### BRIEF
Reproduce all of the entries below with "gets its own outline" replaced by "receives a separate outline" wherever it occurs, leaving everything else unchanged and omitting the pictures.

[START SUPPLIED DATA]

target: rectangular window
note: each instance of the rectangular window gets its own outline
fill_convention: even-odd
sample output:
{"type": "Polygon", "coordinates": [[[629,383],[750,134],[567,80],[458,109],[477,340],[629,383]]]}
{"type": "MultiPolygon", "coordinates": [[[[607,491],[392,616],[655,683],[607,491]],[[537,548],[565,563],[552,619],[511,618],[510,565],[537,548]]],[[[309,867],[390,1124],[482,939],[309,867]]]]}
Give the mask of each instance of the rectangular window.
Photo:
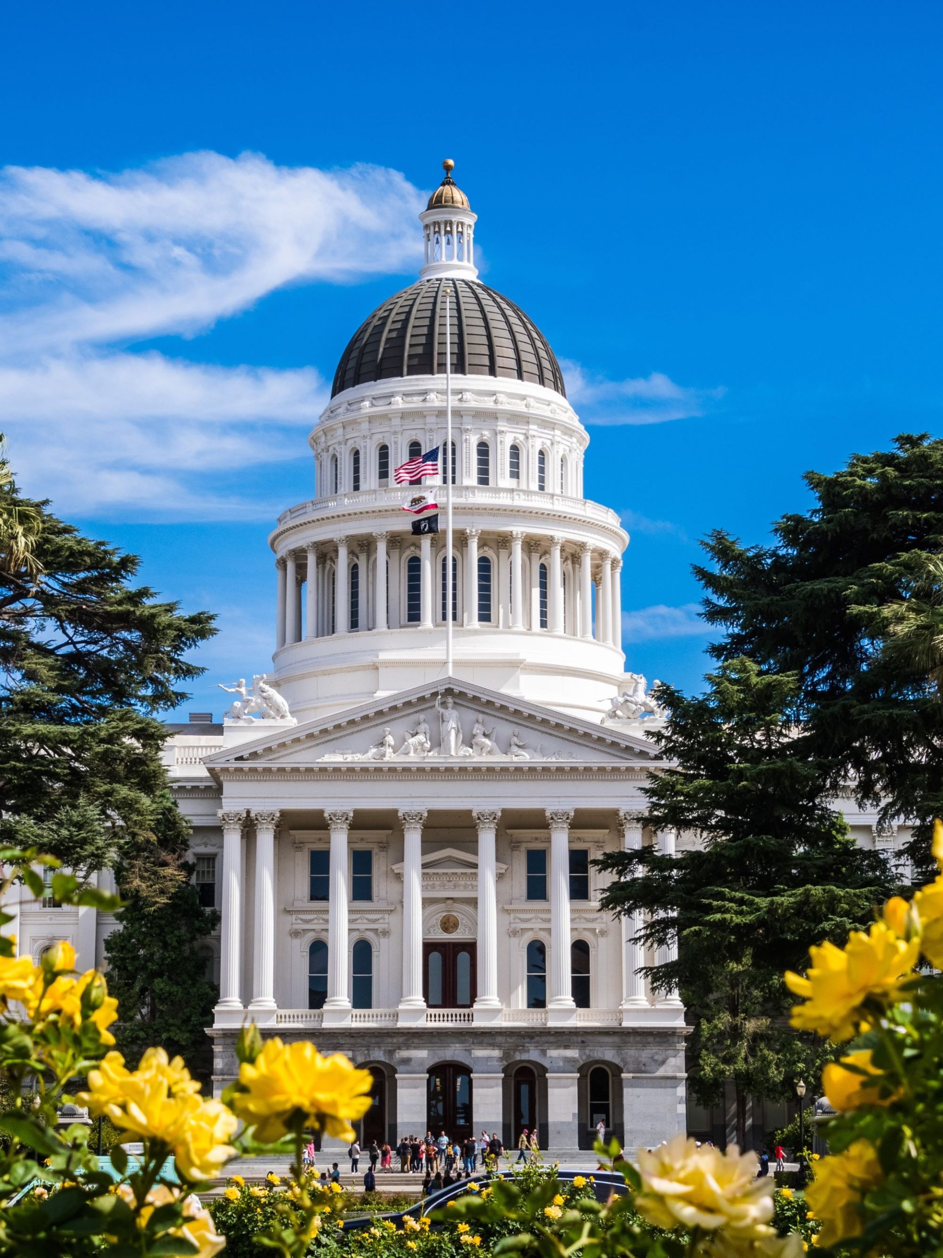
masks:
{"type": "Polygon", "coordinates": [[[570,898],[590,898],[590,850],[588,848],[570,849],[570,898]]]}
{"type": "Polygon", "coordinates": [[[312,848],[308,855],[308,899],[331,898],[331,853],[312,848]]]}
{"type": "Polygon", "coordinates": [[[194,876],[196,893],[204,908],[216,907],[216,858],[197,857],[194,876]]]}
{"type": "Polygon", "coordinates": [[[373,852],[371,848],[351,852],[351,899],[373,898],[373,852]]]}
{"type": "Polygon", "coordinates": [[[547,898],[547,849],[527,849],[527,898],[547,898]]]}

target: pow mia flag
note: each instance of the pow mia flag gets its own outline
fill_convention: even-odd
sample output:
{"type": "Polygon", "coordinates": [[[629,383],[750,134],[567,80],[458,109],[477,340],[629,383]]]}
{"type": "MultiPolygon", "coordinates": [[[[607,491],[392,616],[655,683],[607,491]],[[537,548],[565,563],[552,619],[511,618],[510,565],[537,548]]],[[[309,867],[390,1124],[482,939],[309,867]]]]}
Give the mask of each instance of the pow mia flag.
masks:
{"type": "Polygon", "coordinates": [[[422,533],[438,533],[439,532],[439,512],[434,516],[420,516],[419,520],[412,521],[412,536],[421,537],[422,533]]]}

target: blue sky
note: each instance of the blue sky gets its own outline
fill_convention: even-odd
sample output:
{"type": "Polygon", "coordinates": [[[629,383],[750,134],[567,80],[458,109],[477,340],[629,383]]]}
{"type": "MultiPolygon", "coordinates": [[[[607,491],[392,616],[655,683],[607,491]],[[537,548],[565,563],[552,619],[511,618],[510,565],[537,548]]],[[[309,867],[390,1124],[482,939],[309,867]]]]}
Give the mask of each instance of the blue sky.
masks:
{"type": "Polygon", "coordinates": [[[8,8],[0,424],[24,488],[268,663],[274,513],[439,162],[632,535],[627,667],[704,669],[690,564],[801,474],[939,431],[943,9],[161,0],[8,8]]]}

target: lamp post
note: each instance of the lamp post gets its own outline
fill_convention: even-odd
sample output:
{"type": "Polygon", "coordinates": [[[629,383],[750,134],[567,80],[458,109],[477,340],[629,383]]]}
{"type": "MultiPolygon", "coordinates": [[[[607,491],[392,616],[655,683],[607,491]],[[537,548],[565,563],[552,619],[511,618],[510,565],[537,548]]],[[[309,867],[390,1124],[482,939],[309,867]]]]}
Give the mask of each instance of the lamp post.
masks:
{"type": "Polygon", "coordinates": [[[806,1147],[805,1136],[802,1133],[802,1098],[806,1094],[806,1086],[802,1079],[796,1084],[796,1096],[798,1097],[798,1152],[802,1156],[802,1150],[806,1147]]]}

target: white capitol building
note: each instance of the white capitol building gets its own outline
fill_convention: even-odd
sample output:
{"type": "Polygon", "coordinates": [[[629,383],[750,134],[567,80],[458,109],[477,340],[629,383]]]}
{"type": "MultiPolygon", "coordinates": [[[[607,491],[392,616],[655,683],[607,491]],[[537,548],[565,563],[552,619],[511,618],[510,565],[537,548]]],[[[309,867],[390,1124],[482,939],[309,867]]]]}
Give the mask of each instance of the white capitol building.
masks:
{"type": "MultiPolygon", "coordinates": [[[[221,912],[216,1086],[251,1019],[372,1071],[367,1140],[485,1128],[512,1145],[536,1127],[563,1156],[600,1120],[629,1149],[688,1125],[723,1138],[722,1107],[687,1113],[684,1010],[636,972],[654,960],[640,923],[598,908],[604,852],[689,842],[639,824],[660,761],[658,715],[624,671],[629,538],[582,496],[587,433],[547,341],[478,279],[475,215],[449,172],[420,219],[420,279],[355,332],[309,438],[314,497],[269,538],[270,688],[219,725],[170,727],[197,882],[221,912]],[[392,478],[436,445],[453,477],[451,676],[445,532],[411,536],[416,489],[392,478]]],[[[425,487],[444,528],[445,487],[425,487]]],[[[842,809],[861,843],[905,838],[842,809]]],[[[80,965],[102,964],[106,915],[21,917],[36,956],[70,937],[80,965]]],[[[754,1128],[780,1118],[757,1112],[754,1128]]]]}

[END SUPPLIED DATA]

### EXERCISE SOLUTION
target: rectangular window
note: each instance of the rectangular window receives a separate outline
fill_convention: even-odd
sample output:
{"type": "Polygon", "coordinates": [[[629,383],[750,134],[567,80],[458,109],[477,340],[629,383]]]}
{"type": "MultiPolygon", "coordinates": [[[[607,491],[392,616],[655,683],[607,491]],[[537,548],[565,563],[552,619],[511,618],[510,565],[537,548]]],[[[309,867],[390,1124],[482,939],[309,867]]]]}
Give the mask of each instance of the rectangular window.
Photo:
masks:
{"type": "Polygon", "coordinates": [[[570,898],[590,898],[590,850],[588,848],[570,849],[570,898]]]}
{"type": "Polygon", "coordinates": [[[312,848],[308,855],[308,899],[331,898],[331,853],[312,848]]]}
{"type": "Polygon", "coordinates": [[[194,876],[196,893],[204,908],[216,907],[216,858],[197,857],[194,876]]]}
{"type": "Polygon", "coordinates": [[[373,852],[371,848],[351,852],[351,899],[373,898],[373,852]]]}
{"type": "Polygon", "coordinates": [[[547,898],[547,849],[527,849],[527,898],[547,898]]]}

target: pow mia flag
note: each instance of the pow mia flag receives a separate outline
fill_convention: even-odd
sample output:
{"type": "Polygon", "coordinates": [[[629,383],[750,134],[567,80],[458,109],[477,340],[629,383]]]}
{"type": "MultiPolygon", "coordinates": [[[[607,491],[392,616],[655,683],[607,491]],[[537,548],[565,563],[552,619],[511,618],[510,565],[537,548]]],[[[309,867],[390,1124],[482,939],[309,867]]]]}
Give the mask of each instance of the pow mia flag.
masks:
{"type": "Polygon", "coordinates": [[[422,533],[438,533],[439,532],[439,512],[434,516],[420,516],[419,520],[412,521],[412,536],[421,537],[422,533]]]}

target: blue sky
note: each instance of the blue sky receives a separate outline
fill_convention: even-odd
sample output:
{"type": "Polygon", "coordinates": [[[629,383],[750,134],[567,80],[458,109],[477,340],[629,383]]]}
{"type": "MultiPolygon", "coordinates": [[[[607,491],[392,616],[655,683],[607,491]],[[537,548],[565,563],[552,619],[511,618],[510,565],[537,548]]],[[[309,867],[390,1124],[482,939],[309,867]]]]}
Give the mask of each instance of the blue sky.
masks:
{"type": "Polygon", "coordinates": [[[8,8],[0,424],[24,488],[268,663],[274,513],[439,162],[632,535],[627,667],[704,669],[690,564],[801,474],[939,431],[943,9],[161,0],[8,8]]]}

target: lamp post
note: each instance of the lamp post receives a separate outline
fill_convention: even-odd
sample output:
{"type": "Polygon", "coordinates": [[[629,383],[750,134],[567,80],[458,109],[477,340],[629,383]]]}
{"type": "MultiPolygon", "coordinates": [[[[607,491],[392,616],[655,683],[607,491]],[[537,548],[565,563],[552,619],[511,618],[510,565],[537,548]]],[[[309,867],[390,1124],[482,939],[309,867]]]]}
Give the mask of each instance of the lamp post.
masks:
{"type": "Polygon", "coordinates": [[[806,1147],[805,1136],[802,1133],[802,1098],[806,1094],[806,1086],[802,1079],[796,1084],[796,1096],[798,1097],[798,1152],[802,1156],[802,1150],[806,1147]]]}

target: white capitol building
note: each instance of the white capitol building receives a separate outline
fill_convention: even-odd
sample output:
{"type": "Polygon", "coordinates": [[[629,383],[750,134],[567,80],[458,109],[477,340],[629,383]]]}
{"type": "MultiPolygon", "coordinates": [[[[607,491],[392,616],[655,683],[607,491]],[[537,548],[565,563],[552,619],[511,618],[510,565],[537,548]]],[[[309,867],[390,1124],[482,939],[309,867]]]]}
Give the mask of each instance of the white capitol building.
masks:
{"type": "MultiPolygon", "coordinates": [[[[221,912],[216,1086],[251,1019],[372,1071],[367,1140],[485,1128],[512,1145],[536,1127],[563,1156],[600,1120],[629,1149],[688,1125],[723,1138],[722,1107],[687,1113],[684,1010],[636,972],[654,960],[640,923],[598,908],[604,852],[689,842],[639,824],[660,761],[658,715],[624,671],[629,538],[582,496],[587,433],[547,341],[478,279],[475,215],[449,172],[420,219],[420,279],[355,332],[309,438],[314,497],[269,538],[270,688],[219,725],[170,727],[197,882],[221,912]],[[392,478],[436,445],[453,477],[451,676],[445,532],[411,536],[416,489],[392,478]]],[[[425,487],[444,528],[445,487],[425,487]]],[[[842,809],[861,843],[905,838],[842,809]]],[[[80,965],[102,964],[106,915],[21,917],[36,956],[70,937],[80,965]]],[[[754,1128],[780,1118],[757,1112],[754,1128]]]]}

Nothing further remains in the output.